TO DO:
- 1) According to the Tyska Brinken text, in what year did King John III sanction a German parish and a German graveyard?
- 2) Write out the part of the Tyska Brinken text that starts at the words "Tyska Brinken (The" and stops after the words "and Lejonstedts Gränd.".

++++ EXTRACTED TEXT

Tyska Brinken (The German Slope) is a street in Gamla stan, the old town in central Stockholm, Sweden. Extending Kindstugatan past the German Church down to the square Mälartorget, it is crossed by Skomakargatan, Prästgatan, Västerlånggatan, Stora Nygatan, Lilla Nygatan, and Munkbrogatan, while forming a parallel street to Schönfeldts Gränd and Lejonstedts Gränd.

==History==
Mentioned as Vattubrinken ("Water Slope") and Skomakarbrinken (Shoemaker's Slope") in the 15th and 16th centuries, the street appears as Tyske Kyrkebrinken in 1612, and finally as Tyska brinken in 1679, and Tyska Brinken in 1880. The street name refers to the proximity of the German Church, and the German parish. The German influence in Stockholm was considerable during the Middle Ages - half of both the population and the members of the City Council were German; the Hanseatic League dominated trade; the wealthiest burghers were Germans; and the German language and culture was present everywhere. German merchants in the city gathered at the Guild of St Gertrud found on the present location of the church. In 1571, King John III sanctioned a German parish and a German graveyard, and by 1638-1642 the Germans had completed the present church. The section west of Stora Nygatan was renamed Jochum Bryggares gränd ("Alley of Jochum Brewer") around 1700 after the German-born master brewer Jochum Ahlstedt (-1680).

++++++++
++++ RECORDED INFORMATION

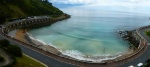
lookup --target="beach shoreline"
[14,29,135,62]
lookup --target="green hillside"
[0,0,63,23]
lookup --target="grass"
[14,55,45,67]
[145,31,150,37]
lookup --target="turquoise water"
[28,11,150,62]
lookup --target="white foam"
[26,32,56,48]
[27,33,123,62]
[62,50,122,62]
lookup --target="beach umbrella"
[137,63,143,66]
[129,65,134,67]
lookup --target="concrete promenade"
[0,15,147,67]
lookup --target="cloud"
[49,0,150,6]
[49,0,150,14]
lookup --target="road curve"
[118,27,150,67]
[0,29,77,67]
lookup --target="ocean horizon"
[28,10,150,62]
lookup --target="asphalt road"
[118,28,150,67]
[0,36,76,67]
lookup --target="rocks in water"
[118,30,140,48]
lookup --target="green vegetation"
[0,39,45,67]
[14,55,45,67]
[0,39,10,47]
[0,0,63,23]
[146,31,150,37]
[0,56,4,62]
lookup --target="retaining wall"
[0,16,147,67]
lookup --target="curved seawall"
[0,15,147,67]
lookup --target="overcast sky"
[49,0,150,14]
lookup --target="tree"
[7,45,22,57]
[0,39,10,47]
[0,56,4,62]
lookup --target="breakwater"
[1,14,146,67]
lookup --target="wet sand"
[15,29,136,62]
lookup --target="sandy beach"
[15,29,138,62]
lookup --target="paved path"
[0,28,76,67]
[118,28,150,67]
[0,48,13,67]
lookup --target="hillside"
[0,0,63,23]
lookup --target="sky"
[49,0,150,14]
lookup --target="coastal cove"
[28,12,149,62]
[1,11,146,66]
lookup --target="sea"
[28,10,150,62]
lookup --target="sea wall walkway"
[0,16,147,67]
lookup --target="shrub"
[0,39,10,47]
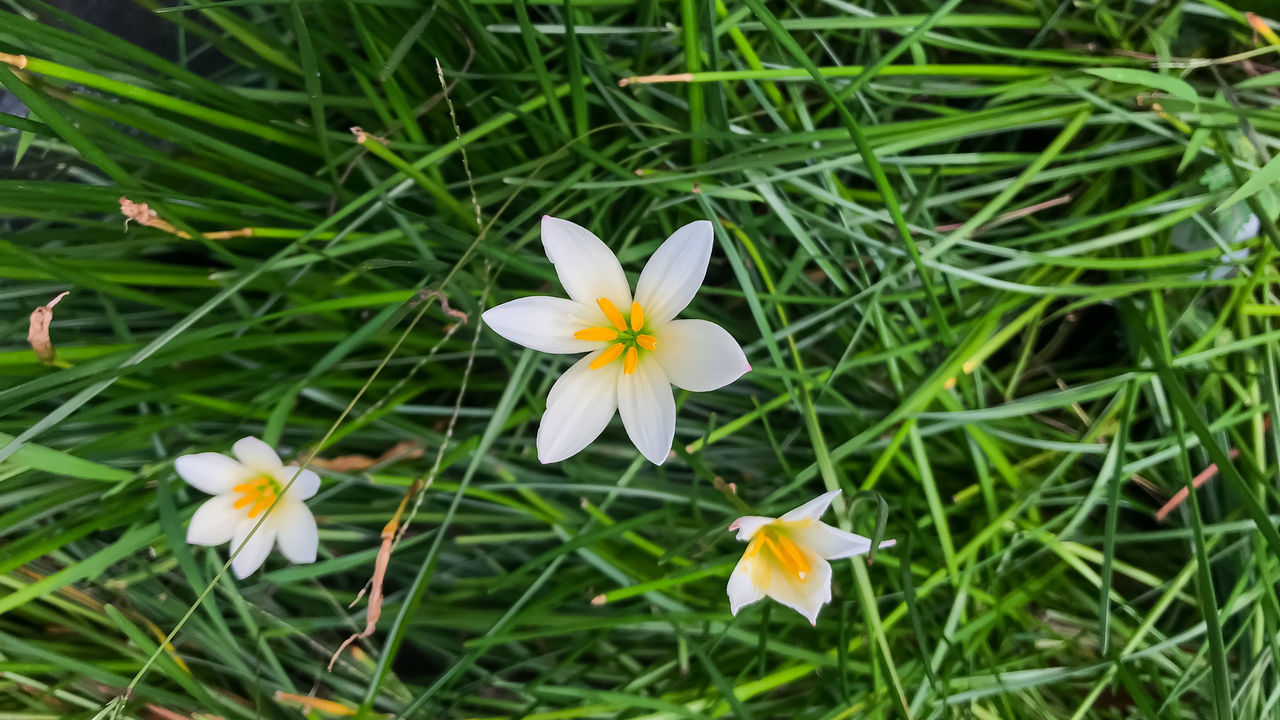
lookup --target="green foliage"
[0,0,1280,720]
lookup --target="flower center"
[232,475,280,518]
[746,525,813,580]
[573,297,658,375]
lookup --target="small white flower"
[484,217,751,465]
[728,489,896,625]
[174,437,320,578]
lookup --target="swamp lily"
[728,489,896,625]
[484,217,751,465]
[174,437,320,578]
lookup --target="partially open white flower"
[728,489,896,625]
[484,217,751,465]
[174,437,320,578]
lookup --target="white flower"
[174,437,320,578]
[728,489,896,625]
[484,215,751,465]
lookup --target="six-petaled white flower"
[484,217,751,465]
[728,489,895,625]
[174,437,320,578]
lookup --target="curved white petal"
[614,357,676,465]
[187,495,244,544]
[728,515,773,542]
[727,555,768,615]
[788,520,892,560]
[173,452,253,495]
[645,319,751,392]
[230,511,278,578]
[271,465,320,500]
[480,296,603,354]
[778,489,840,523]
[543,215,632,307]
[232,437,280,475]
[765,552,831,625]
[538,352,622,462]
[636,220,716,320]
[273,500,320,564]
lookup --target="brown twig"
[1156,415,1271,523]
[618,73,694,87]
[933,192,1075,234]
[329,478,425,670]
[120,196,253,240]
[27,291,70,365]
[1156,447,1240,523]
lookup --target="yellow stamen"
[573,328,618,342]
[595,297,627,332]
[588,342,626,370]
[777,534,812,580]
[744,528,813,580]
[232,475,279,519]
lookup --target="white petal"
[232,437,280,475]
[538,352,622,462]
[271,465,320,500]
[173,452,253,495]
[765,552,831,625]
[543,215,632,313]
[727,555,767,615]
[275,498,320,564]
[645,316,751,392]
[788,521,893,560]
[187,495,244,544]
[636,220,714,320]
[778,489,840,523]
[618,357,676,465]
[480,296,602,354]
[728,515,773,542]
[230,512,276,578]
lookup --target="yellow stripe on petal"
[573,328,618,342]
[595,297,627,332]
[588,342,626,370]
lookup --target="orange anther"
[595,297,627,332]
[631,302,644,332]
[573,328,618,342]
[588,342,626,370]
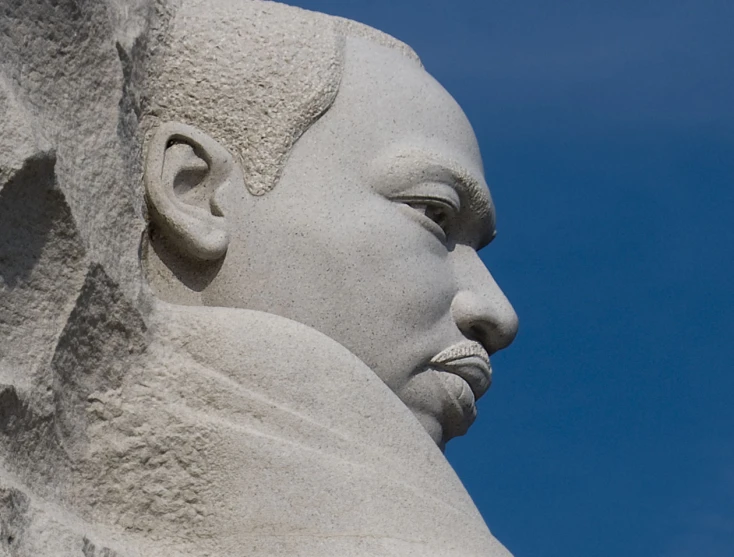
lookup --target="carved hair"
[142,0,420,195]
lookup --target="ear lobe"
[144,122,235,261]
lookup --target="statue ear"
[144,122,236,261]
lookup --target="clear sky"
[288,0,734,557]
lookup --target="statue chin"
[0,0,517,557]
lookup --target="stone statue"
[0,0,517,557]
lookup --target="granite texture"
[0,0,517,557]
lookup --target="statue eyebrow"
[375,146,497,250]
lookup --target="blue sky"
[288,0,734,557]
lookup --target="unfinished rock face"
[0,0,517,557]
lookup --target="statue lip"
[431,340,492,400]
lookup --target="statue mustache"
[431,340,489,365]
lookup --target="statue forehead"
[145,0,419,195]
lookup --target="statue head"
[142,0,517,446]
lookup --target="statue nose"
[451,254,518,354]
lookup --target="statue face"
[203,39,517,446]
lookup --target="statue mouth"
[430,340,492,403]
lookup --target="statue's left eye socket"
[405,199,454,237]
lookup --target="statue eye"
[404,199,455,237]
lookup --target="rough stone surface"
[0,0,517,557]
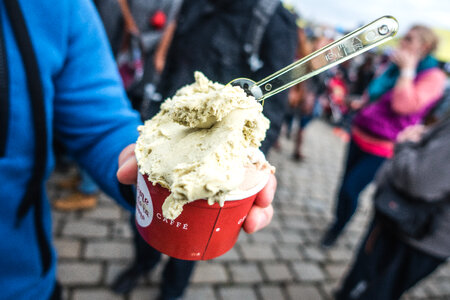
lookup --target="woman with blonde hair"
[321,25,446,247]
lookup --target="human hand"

++++++++

EXPECTED OUTPUTS:
- 1) 1571

- 2)
Tyska Brinken (The German Slope) is a street in Gamla stan, the old town in central Stockholm, Sweden. Extending Kindstugatan past the German Church down to the square Mälartorget, it is crossed by Skomakargatan, Prästgatan, Västerlånggatan, Stora Nygatan, Lilla Nygatan, and Munkbrogatan, while forming a parallel street to Schönfeldts Gränd and Lejonstedts Gränd.